▸ PASSAGE PROVIDED
# # # # # # #
Sent from my Galaxy Nexus


----------



## dburgessme2 (Oct 15, 2011)

Glad to see I'm not the only one. The razr will be getting ICS soon as well.

Already have the 4.0.3 radios and they made almost no difference.

As far as the person asking about the HDMI out. With MHL adapter on gNex, still have to plug in power for it to work. Picture (Netflix) slightly grainy. On her raze, just plug HDMI cable straight in. No power needed. (Probably would want to for extended use) No adapter needed. Picture was as crisp as any HD channel from my cable company.

I'd better stop or I'm gonna talk myself into calling verizon tomorrow to see if they'd still exchange.

Sent from my cm_tenderloin using Tapatalk


----------



## eXorcist (Sep 30, 2011)

dburgessme2 said:


> Glad to see I'm not the only one. The razr will be getting ICS soon as well.
> 
> Already have the 4.0.3 radios and they made almost no difference.
> 
> ...


Agreed. Nex cant hold a candle to rzr n bionic direct hmdi output. Webtop ftw..hulu + 720p ... winning!


----------



## poontab (Jun 7, 2011)
# # # # # # #
▸ EXERCISE INSTRUCTIONS
a: In the forum thread, what must be plugged in for HDMI output to work when the MHL adapter is used on the Galaxy Nexus?
b: Summarize the forum thread in two sentences.

▸ DATASET CONTENT
# # # # # # #
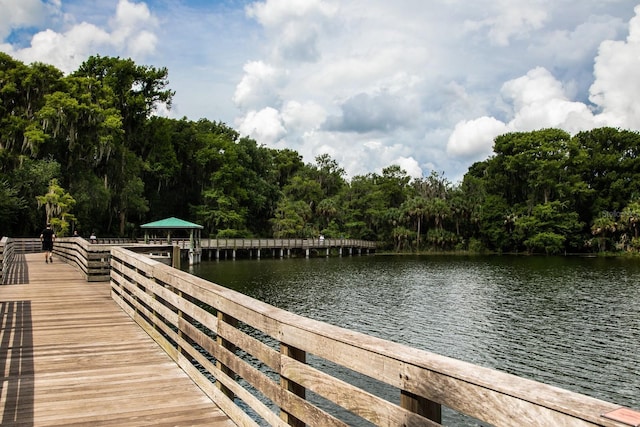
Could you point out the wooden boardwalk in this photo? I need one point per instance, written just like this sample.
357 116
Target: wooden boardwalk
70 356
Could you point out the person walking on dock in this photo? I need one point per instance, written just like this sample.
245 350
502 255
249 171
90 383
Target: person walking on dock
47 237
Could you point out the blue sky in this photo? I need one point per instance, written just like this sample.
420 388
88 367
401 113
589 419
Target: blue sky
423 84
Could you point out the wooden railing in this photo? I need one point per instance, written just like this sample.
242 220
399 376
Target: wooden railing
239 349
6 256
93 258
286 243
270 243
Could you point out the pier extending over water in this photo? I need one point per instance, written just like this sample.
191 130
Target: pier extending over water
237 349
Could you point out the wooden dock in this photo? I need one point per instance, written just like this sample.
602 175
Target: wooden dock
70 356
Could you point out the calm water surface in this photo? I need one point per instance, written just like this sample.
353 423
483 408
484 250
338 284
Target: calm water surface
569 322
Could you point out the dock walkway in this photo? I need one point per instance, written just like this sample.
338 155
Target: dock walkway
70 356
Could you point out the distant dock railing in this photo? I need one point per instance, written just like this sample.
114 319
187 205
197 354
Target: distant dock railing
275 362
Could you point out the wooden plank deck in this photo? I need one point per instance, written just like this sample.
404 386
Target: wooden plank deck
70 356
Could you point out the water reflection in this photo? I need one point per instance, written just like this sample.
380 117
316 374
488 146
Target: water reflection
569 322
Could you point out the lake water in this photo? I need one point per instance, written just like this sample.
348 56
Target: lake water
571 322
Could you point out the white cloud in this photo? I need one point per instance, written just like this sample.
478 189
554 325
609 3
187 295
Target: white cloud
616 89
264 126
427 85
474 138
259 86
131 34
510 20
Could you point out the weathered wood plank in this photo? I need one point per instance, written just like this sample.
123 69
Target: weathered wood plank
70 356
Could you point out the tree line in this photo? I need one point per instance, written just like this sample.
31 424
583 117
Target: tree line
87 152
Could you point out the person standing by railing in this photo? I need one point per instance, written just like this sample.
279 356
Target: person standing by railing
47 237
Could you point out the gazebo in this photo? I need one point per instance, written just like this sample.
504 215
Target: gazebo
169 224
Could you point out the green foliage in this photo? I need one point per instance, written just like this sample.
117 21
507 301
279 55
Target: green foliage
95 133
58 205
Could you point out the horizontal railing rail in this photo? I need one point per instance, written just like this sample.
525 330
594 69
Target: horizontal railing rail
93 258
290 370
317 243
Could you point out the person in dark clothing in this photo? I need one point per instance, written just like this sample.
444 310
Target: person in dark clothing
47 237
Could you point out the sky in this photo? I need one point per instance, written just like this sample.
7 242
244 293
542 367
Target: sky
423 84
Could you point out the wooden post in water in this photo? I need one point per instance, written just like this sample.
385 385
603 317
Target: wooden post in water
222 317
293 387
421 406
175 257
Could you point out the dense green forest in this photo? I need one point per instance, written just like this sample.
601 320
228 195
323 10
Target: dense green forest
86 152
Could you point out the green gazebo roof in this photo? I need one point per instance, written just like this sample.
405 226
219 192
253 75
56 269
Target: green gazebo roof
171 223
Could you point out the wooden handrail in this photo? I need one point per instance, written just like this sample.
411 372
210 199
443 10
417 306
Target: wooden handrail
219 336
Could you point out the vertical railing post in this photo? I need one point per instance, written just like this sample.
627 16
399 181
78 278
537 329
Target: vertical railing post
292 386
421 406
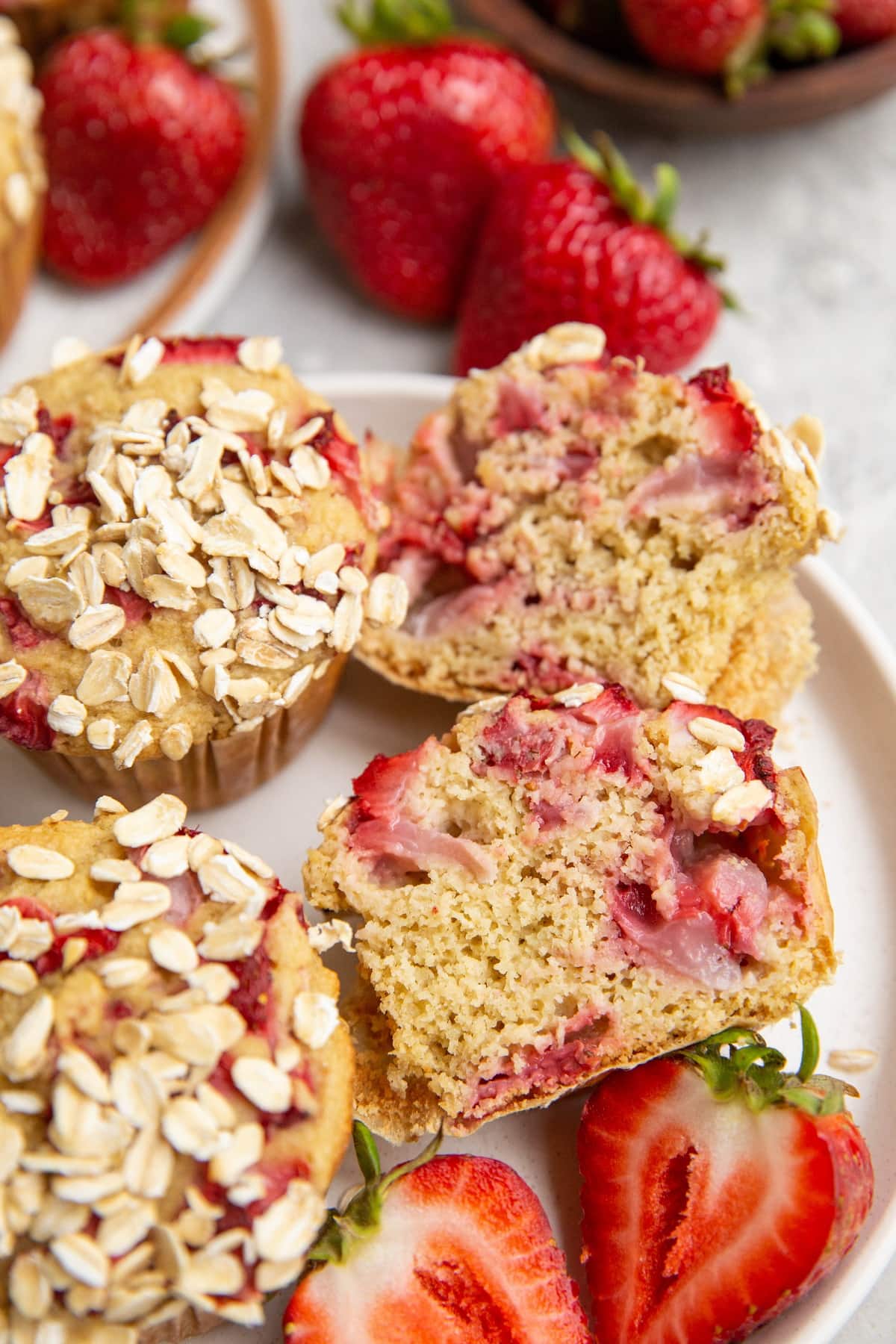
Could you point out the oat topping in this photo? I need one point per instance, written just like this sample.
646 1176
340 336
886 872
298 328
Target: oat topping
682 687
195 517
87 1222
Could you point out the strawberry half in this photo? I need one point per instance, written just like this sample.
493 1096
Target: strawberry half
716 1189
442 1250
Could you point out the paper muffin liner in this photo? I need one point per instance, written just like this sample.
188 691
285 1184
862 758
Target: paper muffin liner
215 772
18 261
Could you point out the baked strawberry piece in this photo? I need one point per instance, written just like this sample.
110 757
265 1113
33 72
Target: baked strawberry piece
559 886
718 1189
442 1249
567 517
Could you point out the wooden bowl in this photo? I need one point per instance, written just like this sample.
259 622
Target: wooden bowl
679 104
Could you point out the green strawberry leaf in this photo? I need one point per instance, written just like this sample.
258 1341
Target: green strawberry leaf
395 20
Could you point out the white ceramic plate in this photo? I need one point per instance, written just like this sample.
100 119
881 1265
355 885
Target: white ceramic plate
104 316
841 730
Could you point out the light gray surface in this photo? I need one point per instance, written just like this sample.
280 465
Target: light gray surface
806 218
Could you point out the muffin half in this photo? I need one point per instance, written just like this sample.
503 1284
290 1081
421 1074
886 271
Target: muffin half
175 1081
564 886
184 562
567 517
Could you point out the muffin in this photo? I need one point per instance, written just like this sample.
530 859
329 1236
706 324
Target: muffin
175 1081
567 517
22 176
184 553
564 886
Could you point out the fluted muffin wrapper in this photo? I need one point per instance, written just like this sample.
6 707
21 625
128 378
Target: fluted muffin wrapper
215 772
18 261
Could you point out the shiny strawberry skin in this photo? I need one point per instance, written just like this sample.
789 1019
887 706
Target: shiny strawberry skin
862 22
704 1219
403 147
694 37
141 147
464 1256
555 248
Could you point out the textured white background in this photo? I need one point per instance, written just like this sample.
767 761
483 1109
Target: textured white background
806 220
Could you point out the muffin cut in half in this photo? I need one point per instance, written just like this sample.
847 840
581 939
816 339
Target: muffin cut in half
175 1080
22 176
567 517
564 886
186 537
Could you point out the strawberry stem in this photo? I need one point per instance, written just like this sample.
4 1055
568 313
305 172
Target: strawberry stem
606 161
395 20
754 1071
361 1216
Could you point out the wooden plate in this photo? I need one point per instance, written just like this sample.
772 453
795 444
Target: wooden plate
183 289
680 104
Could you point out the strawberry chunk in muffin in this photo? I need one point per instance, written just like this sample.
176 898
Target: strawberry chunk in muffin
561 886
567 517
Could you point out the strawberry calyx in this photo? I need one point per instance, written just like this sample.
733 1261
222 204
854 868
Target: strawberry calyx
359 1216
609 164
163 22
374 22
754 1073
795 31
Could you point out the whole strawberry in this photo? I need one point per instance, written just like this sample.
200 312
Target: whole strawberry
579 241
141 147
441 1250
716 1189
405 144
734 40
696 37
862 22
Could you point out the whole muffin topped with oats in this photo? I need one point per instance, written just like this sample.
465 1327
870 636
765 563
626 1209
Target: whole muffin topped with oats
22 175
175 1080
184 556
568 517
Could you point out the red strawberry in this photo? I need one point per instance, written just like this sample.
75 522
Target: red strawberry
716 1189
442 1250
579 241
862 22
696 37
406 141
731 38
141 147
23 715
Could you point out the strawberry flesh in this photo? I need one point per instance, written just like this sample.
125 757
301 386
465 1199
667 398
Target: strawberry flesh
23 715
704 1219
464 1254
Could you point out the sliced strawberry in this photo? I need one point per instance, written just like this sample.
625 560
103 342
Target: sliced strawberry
# # # # # # #
▸ ANSWERS PER TASK
a: Power must be plugged in.

b: One poster reports that HDMI output on the Galaxy Nexus requires an MHL adapter and a power connection and produced a slightly grainy Netflix picture, whereas the Razr accepts an HDMI cable directly, without power or an adapter, and gave a picture as crisp as an HD cable channel. A second poster agrees that the Nexus cannot match the direct HDMI output of the Razr and Bionic.